Os esforços em relação a energia começaram cedo em seu governo, conforme um consórcio de empresas americanas, a Westinghouse entre elas, expressou interesse no projeto de reator nuclear proposto pelos sauditas. Michael Flynn, o primeiro conselheiro de segurança nacional de Trump, e Thomas Barrack Jr, investidor que presidiu a Comissão Conjunta de Cerimônias Inaugurais, pressionaram pelo envolvimento americano.
Esses esforços iniciais empacaram depois que Flynn e Barrack se envolveram em problemas distintos com a lei em razão de outras negociações com autoridades estrangeiras.
Legisladores democratas abriram uma investigação a respeito dos esforços nucleares e produziram um relatório afirmando que advogados da Casa Branca haviam questionado a legalidade e a ética dos empreendimentos propostos. Isso não dissuadiu o governo. Rick Perry, então secretário de Energia, assumiu a frente da iniciativa.

■ Conjunto de dados
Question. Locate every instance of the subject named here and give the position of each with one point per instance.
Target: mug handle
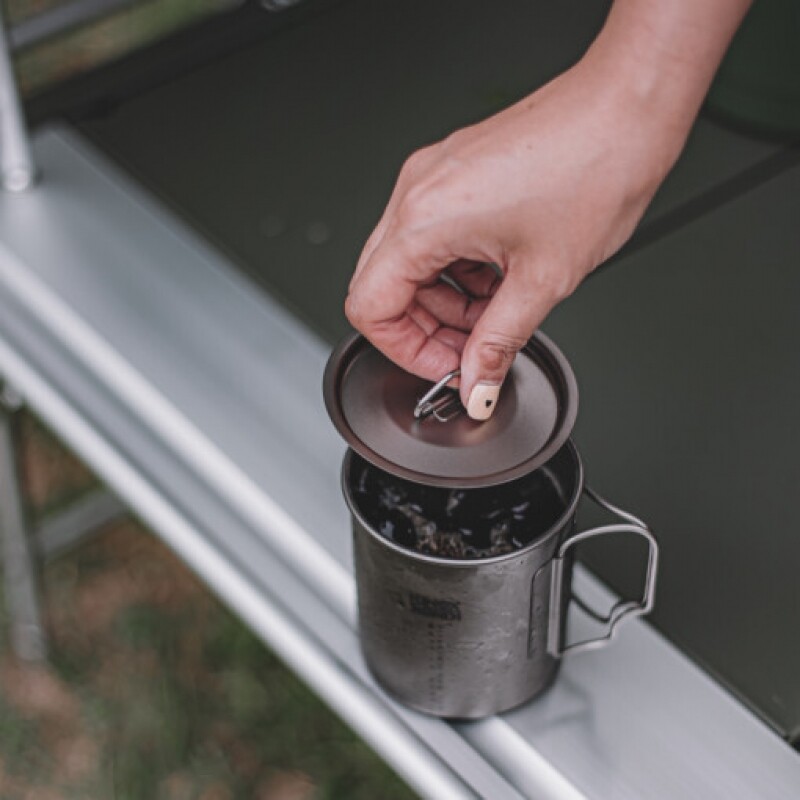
(623, 608)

■ Instruções
**A.** Transcreva a passagem do texto sobre o projeto nuclear saudita que começa em "Os esforços em" e vai até "com autoridades estrangeiras.".
**B.** Segundo o texto sobre o projeto nuclear saudita, quem assumiu a frente da iniciativa?
**C.** Prossiga com o texto sobre o projeto nuclear saudita a partir da última frase.

■ Respostas
**A.**
Os esforços em relação a energia começaram cedo em seu governo, conforme um consórcio de empresas americanas, a Westinghouse entre elas, expressou interesse no projeto de reator nuclear proposto pelos sauditas. Michael Flynn, o primeiro conselheiro de segurança nacional de Trump, e Thomas Barrack Jr, investidor que presidiu a Comissão Conjunta de Cerimônias Inaugurais, pressionaram pelo envolvimento americano.
Esses esforços iniciais empacaram depois que Flynn e Barrack se envolveram em problemas distintos com a lei em razão de outras negociações com autoridades estrangeiras.

**B.** Rick Perry, então secretário de Energia.

**C.**
Perry emitiu sete autorizações para empresas americanas autorizando-as a transferir tecnologia nuclear americana não secreta — mas não equipamentos físicos — para a Arábia Saudita.
Mas as autoridades americanas afirmaram que não conseguiram produzir um acordo 123 capaz, segundo sua percepção, de ser aprovado pelo Congresso.
Em setembro de 2020, Trump organizou uma cerimônia na Casa Branca na qual Emirados Árabes Unidos e Bahrein concordaram em normalizar relações com Israel, em um pacto batizado de Acordos de Abraão. Líderes sauditas disseram para o governo americano que a cooperação nuclear era uma condição para que seu país aderisse, segundo afirmou uma graduada ex-autoridade americana. Mas Trump deixou a função antes que algum acordo pudesse ser alcançado.
“Na minha opinião, o setor nuclear é tudo de bom”, afirmou Perry durante uma entrevista concedida em uma conferência de segurança em Riad. Mas, comparando ao beisebol, afirmou ele, as negociações sob o governo Trump só chegaram “ao segundo” inning.
Flertando com a China
Conforme o governo Biden insiste em salvaguardas, as autoridades sauditas continuaram a procurar empresas não americanas.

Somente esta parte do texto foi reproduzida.